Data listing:
────────

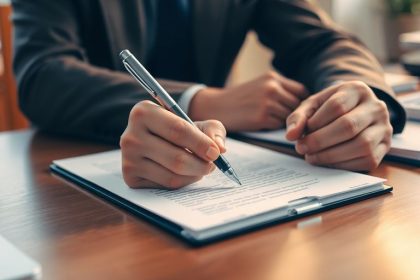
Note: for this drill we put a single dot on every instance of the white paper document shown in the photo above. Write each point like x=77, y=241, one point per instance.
x=270, y=181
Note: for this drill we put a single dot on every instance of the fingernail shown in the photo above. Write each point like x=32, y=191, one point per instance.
x=302, y=149
x=220, y=141
x=290, y=127
x=212, y=153
x=213, y=167
x=310, y=158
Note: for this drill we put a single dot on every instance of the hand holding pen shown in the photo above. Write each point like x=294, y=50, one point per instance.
x=160, y=148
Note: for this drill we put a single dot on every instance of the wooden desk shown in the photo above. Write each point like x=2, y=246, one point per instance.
x=77, y=236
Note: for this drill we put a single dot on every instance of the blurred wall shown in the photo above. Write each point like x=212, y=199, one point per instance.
x=365, y=18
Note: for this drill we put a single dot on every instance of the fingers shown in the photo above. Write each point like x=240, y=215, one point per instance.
x=340, y=130
x=215, y=130
x=153, y=172
x=157, y=154
x=178, y=132
x=364, y=163
x=294, y=87
x=364, y=145
x=176, y=159
x=347, y=97
x=297, y=122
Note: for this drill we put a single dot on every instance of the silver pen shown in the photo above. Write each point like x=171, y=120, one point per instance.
x=136, y=69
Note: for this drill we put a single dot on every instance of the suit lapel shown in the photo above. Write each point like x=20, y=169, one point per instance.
x=209, y=20
x=125, y=23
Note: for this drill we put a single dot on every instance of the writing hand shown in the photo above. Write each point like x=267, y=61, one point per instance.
x=345, y=126
x=159, y=149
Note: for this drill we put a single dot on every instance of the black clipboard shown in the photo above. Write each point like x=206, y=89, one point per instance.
x=178, y=231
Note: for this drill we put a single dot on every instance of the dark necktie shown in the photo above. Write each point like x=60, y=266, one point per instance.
x=171, y=55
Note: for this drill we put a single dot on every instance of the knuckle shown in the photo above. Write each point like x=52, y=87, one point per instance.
x=338, y=105
x=179, y=163
x=174, y=182
x=383, y=110
x=270, y=75
x=389, y=131
x=314, y=143
x=129, y=179
x=127, y=141
x=271, y=88
x=366, y=144
x=178, y=130
x=350, y=125
x=139, y=111
x=372, y=161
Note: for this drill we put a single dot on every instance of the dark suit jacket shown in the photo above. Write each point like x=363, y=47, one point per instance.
x=71, y=80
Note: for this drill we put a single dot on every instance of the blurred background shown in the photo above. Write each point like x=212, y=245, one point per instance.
x=377, y=23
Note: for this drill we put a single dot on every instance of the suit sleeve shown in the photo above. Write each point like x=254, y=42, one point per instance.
x=59, y=91
x=309, y=48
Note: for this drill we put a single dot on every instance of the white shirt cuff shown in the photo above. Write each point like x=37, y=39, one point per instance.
x=186, y=97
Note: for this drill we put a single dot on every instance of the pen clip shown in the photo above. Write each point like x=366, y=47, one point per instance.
x=139, y=79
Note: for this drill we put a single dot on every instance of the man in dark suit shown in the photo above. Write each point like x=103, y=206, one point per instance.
x=72, y=82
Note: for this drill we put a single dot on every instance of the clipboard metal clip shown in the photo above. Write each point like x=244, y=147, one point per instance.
x=303, y=205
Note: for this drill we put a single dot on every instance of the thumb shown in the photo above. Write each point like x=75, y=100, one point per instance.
x=296, y=123
x=215, y=130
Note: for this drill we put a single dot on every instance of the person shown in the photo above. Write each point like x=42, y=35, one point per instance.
x=328, y=90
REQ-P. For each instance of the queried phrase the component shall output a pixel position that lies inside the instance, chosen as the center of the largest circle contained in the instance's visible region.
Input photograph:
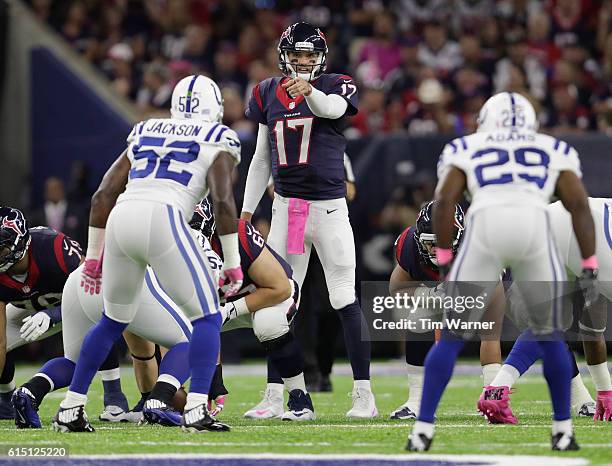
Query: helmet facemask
(309, 71)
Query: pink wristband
(444, 256)
(590, 262)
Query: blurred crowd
(423, 66)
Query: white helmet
(507, 111)
(197, 97)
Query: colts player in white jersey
(169, 165)
(592, 322)
(511, 172)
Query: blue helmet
(14, 237)
(203, 218)
(425, 237)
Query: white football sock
(416, 374)
(365, 384)
(276, 388)
(295, 383)
(489, 371)
(600, 375)
(506, 377)
(579, 395)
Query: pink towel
(296, 225)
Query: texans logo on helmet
(16, 225)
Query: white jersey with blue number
(171, 157)
(509, 168)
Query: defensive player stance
(592, 322)
(267, 299)
(300, 141)
(34, 265)
(168, 167)
(416, 263)
(157, 319)
(511, 172)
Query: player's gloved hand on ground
(91, 276)
(216, 406)
(587, 281)
(231, 280)
(603, 406)
(34, 326)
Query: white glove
(34, 326)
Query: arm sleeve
(259, 172)
(348, 169)
(331, 106)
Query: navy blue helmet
(203, 218)
(302, 37)
(14, 237)
(425, 237)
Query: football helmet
(507, 111)
(197, 97)
(203, 219)
(302, 37)
(425, 237)
(14, 237)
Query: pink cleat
(603, 407)
(494, 403)
(215, 407)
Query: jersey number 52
(159, 155)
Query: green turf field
(459, 430)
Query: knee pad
(277, 343)
(342, 297)
(593, 320)
(270, 323)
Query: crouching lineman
(157, 319)
(266, 302)
(592, 324)
(416, 263)
(34, 265)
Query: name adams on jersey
(52, 257)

────────

**Objective:** Repeat every line of the data listing above precisely, omitting the pictures from your answer.

**Solution:**
Note: for this drill we put a single dot on every instance of the white paper document shown in the photo above. Write each point like x=77, y=241, one point per instance.
x=270, y=181
Note: for this drill we put a single dot on every instance of the fingernail shown in the photo above. Write each point like x=32, y=191, one point per instance.
x=302, y=149
x=220, y=141
x=290, y=127
x=212, y=153
x=213, y=167
x=310, y=158
Note: for this drill we put a single dot on every instance of the hand holding pen shown in the photo above. Write each point like x=294, y=50, one point per instance.
x=160, y=148
Note: for this drill we put a single dot on every instance of the wooden desk shown in the photo above. Write each point like x=2, y=246, one point per instance.
x=77, y=236
Note: for this drill we put a single dot on every instance of the blurred wall shown in the photo above. Write each point like x=212, y=199, one point per instance.
x=365, y=18
Note: for this drill we put a single dot on every instance of the fingers shown in the photo above. Write each point like x=240, y=215, one point per instance.
x=340, y=130
x=215, y=130
x=153, y=172
x=157, y=154
x=178, y=132
x=364, y=163
x=294, y=87
x=364, y=145
x=176, y=159
x=347, y=97
x=297, y=122
Note: for this drill we put a single dot on every instance of the silver pen shown in the photo above. Write each point like x=171, y=120, one point per instance.
x=136, y=69
Note: for this drill we put a single dot on every instance of the suit lapel shown in the photo above. Write each point like x=20, y=169, one point per instance.
x=209, y=20
x=125, y=23
Note: for this drill we put a single dot on every instance of the writing hand shown in the photo above. Write each point like x=267, y=61, one point per instance.
x=345, y=126
x=159, y=149
Note: for this drill we put a single dot on every instance of the black clipboard shown in the photo above. Write each point like x=206, y=89, one point per instance.
x=178, y=231
Note: for this drill we put a single dot on every instance of the dark necktie shown in the photo above. Write each point like x=60, y=266, one point per instance.
x=171, y=55
Note: for this drill we put a single dot on every instance of the knuckle shown in the photo above. Write each point like x=52, y=87, one point per instance.
x=338, y=105
x=179, y=163
x=174, y=182
x=383, y=110
x=270, y=75
x=389, y=131
x=314, y=143
x=129, y=179
x=127, y=141
x=271, y=88
x=366, y=144
x=178, y=130
x=350, y=125
x=139, y=111
x=372, y=161
Note: for this drill we put a single dot on every instance of the dark suit jacket shown in the photo above. Write each point like x=363, y=47, one point per instance.
x=71, y=80
Note: for this drill we put a single dot on every instance of the blurred background shown in the photo above. Write each point like x=212, y=245, one point per instance.
x=377, y=23
Note: for this drill we put a single dot on every instance of the suit sleeve shown in the photo above. Write each point like x=254, y=42, one point per instance.
x=59, y=91
x=309, y=48
Note: for this drill we put a single dot on every instance of the white shirt cuff shown in the photo above. Write each point like x=37, y=39, one point per instance.
x=186, y=97
Note: for this drill we put a single dot on every instance of the pen clip shown in the photo above. Write each point like x=366, y=47, one point per instance.
x=139, y=79
Note: for this drill we put a single dot on every instance of the man in dark suit shown in the photo above. Write each point like x=103, y=206, one point per instance.
x=72, y=82
Note: for this drill we put a single dot on every instance of the clipboard metal clip shown in the photo above. Write each point like x=244, y=147, one point per instance.
x=303, y=205
Note: for this drill we put a single dot on every instance of the thumb shown in the photo above. Write each point like x=75, y=100, one point per instance.
x=296, y=123
x=215, y=130
Note: for this drill we put a single dot on every instance of the person shown in the photo above. Write each point like x=42, y=35, one point per instance.
x=328, y=90
REQ-P. For each instance of the queried phrase the component shall output a pixel position that lies inside the instance, chosen as the center of the largest circle contained in the instance's visible region.
Input photograph:
Query: helmet facemask
(309, 71)
Query: pink wristband
(444, 256)
(590, 262)
Query: blurred crowd
(423, 66)
Query: white helmet
(507, 111)
(197, 97)
Query: colts player in white jersey
(169, 165)
(592, 322)
(511, 172)
Query: blue helmet
(14, 237)
(203, 218)
(425, 237)
Query: white football sock
(416, 374)
(365, 384)
(276, 388)
(295, 383)
(489, 371)
(600, 375)
(506, 377)
(579, 395)
Query: pink towel
(296, 225)
Query: texans logo on helmet
(16, 225)
Query: white jersey with blue number
(171, 157)
(509, 168)
Query: defensive player stance
(592, 322)
(267, 299)
(300, 141)
(34, 265)
(168, 167)
(416, 263)
(157, 319)
(511, 172)
Query: player's gloved hand on ground
(91, 276)
(216, 406)
(587, 281)
(231, 280)
(603, 406)
(34, 326)
Query: white glove
(34, 326)
Query: arm sleeve
(259, 172)
(348, 169)
(331, 106)
Query: navy blue helmet
(203, 218)
(302, 37)
(14, 237)
(425, 237)
Query: football helmet
(507, 111)
(197, 97)
(203, 219)
(302, 37)
(425, 237)
(14, 237)
Query: pink cleat
(603, 407)
(494, 403)
(215, 407)
Query: jersey number 52
(159, 155)
Query: green turf field
(459, 430)
Query: knee pad
(277, 343)
(342, 297)
(593, 320)
(270, 323)
Query: crouching lineman
(157, 319)
(266, 302)
(592, 324)
(416, 263)
(34, 265)
Query: name adams on jersey
(52, 257)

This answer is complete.